▶ Written exercise
Write out the whole of the material exactly.

▶ Task input
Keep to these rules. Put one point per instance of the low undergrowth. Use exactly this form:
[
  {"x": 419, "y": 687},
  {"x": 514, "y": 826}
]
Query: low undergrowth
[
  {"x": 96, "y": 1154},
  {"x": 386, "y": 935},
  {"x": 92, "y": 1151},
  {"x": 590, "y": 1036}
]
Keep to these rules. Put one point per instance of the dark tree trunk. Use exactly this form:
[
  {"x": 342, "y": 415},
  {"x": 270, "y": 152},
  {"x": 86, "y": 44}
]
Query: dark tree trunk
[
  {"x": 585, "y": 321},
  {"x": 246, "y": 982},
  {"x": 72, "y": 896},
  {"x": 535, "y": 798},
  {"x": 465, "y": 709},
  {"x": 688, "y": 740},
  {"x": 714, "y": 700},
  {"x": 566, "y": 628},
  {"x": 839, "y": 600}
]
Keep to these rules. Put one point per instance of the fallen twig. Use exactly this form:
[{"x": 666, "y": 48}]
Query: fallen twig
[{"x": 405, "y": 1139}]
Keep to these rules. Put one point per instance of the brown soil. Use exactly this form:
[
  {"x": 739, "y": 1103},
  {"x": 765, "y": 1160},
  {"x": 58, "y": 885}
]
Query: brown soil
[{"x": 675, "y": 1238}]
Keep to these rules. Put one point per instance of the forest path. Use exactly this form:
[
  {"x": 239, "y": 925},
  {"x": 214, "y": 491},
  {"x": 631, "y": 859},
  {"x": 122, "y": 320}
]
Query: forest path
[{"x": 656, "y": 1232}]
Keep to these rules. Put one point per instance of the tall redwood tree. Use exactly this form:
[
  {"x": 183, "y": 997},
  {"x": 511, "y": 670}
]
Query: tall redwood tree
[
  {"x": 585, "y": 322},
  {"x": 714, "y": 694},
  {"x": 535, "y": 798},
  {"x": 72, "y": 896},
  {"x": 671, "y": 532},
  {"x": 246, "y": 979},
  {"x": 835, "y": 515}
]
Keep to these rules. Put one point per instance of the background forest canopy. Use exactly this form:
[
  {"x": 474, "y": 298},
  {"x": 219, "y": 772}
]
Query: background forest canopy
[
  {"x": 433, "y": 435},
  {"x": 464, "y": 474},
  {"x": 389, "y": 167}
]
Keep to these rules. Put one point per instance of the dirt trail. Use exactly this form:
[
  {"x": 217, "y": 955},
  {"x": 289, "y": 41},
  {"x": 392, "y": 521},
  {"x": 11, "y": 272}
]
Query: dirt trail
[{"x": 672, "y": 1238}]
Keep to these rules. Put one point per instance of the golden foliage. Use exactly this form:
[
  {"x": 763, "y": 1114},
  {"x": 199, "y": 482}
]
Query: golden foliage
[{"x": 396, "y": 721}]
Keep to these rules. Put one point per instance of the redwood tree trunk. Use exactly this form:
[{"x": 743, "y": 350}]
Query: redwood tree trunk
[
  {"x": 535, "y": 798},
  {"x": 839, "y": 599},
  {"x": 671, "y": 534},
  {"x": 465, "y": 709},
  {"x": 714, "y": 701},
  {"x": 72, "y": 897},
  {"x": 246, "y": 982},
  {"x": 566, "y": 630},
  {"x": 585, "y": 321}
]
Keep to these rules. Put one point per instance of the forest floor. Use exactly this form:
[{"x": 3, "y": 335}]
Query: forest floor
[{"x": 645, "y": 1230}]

▶ Full output
Keep to these rules. Put one point per instance of the low undergrowth. Use exactly this form:
[
  {"x": 419, "y": 687},
  {"x": 514, "y": 826}
]
Query: low undergrowth
[
  {"x": 96, "y": 1154},
  {"x": 386, "y": 935},
  {"x": 92, "y": 1151},
  {"x": 590, "y": 1036}
]
Keep to these rules. Put one point per instance of the dark tree trunk. Use exactly this form:
[
  {"x": 342, "y": 415},
  {"x": 270, "y": 152},
  {"x": 86, "y": 44}
]
Query: dark tree trunk
[
  {"x": 585, "y": 321},
  {"x": 246, "y": 982},
  {"x": 72, "y": 896},
  {"x": 535, "y": 798},
  {"x": 465, "y": 709},
  {"x": 688, "y": 740},
  {"x": 714, "y": 700},
  {"x": 566, "y": 628},
  {"x": 839, "y": 600}
]
Keep to these rules. Put one point per instance of the fallen twig. Use exactly this form:
[{"x": 666, "y": 48}]
Query: fallen twig
[{"x": 405, "y": 1139}]
Keep to these rules. Put one point per instance of the brown soil. Use exactly this form:
[
  {"x": 739, "y": 1103},
  {"x": 765, "y": 1160},
  {"x": 58, "y": 885}
]
Query: brown soil
[{"x": 675, "y": 1238}]
Keep to these rules. Put one point per instance of the forest path. Use exactly this form:
[
  {"x": 239, "y": 925},
  {"x": 214, "y": 491},
  {"x": 631, "y": 859},
  {"x": 122, "y": 320}
]
Query: forest path
[{"x": 656, "y": 1232}]
Keep to these rules. Put one point per instance of the tall redwood tree. Use exactly this form:
[
  {"x": 183, "y": 997},
  {"x": 511, "y": 670}
]
Query: tall redwood tree
[
  {"x": 585, "y": 322},
  {"x": 714, "y": 694},
  {"x": 535, "y": 798},
  {"x": 72, "y": 896},
  {"x": 671, "y": 532},
  {"x": 246, "y": 979},
  {"x": 835, "y": 515}
]
Keep to these rules. Put one point per instance of the background forest canopy. Use exactly this form:
[
  {"x": 474, "y": 298},
  {"x": 219, "y": 772}
]
Query: background forest canopy
[
  {"x": 433, "y": 435},
  {"x": 464, "y": 474},
  {"x": 389, "y": 167}
]
Keep to these rules. Put one point per instance of the dirt trail. Use exactly this form:
[
  {"x": 217, "y": 955},
  {"x": 289, "y": 41},
  {"x": 392, "y": 521},
  {"x": 11, "y": 272}
]
Query: dirt trail
[{"x": 672, "y": 1238}]
Keep to these rules. Put one point per instance of the golden foliage. Use exactly this form:
[
  {"x": 763, "y": 1114},
  {"x": 199, "y": 482}
]
Query: golden foliage
[{"x": 396, "y": 721}]
Keep to these rules. Put one point per instance of the redwood tree trunk. Use exactly this form:
[{"x": 743, "y": 350}]
Query: redwood tree trunk
[
  {"x": 535, "y": 798},
  {"x": 839, "y": 599},
  {"x": 671, "y": 534},
  {"x": 465, "y": 709},
  {"x": 714, "y": 701},
  {"x": 72, "y": 897},
  {"x": 246, "y": 982},
  {"x": 566, "y": 630},
  {"x": 585, "y": 321}
]
Keep to these rules. Put one point per instance of the forest floor. Use exactly this form:
[{"x": 3, "y": 335}]
Query: forest floor
[{"x": 645, "y": 1230}]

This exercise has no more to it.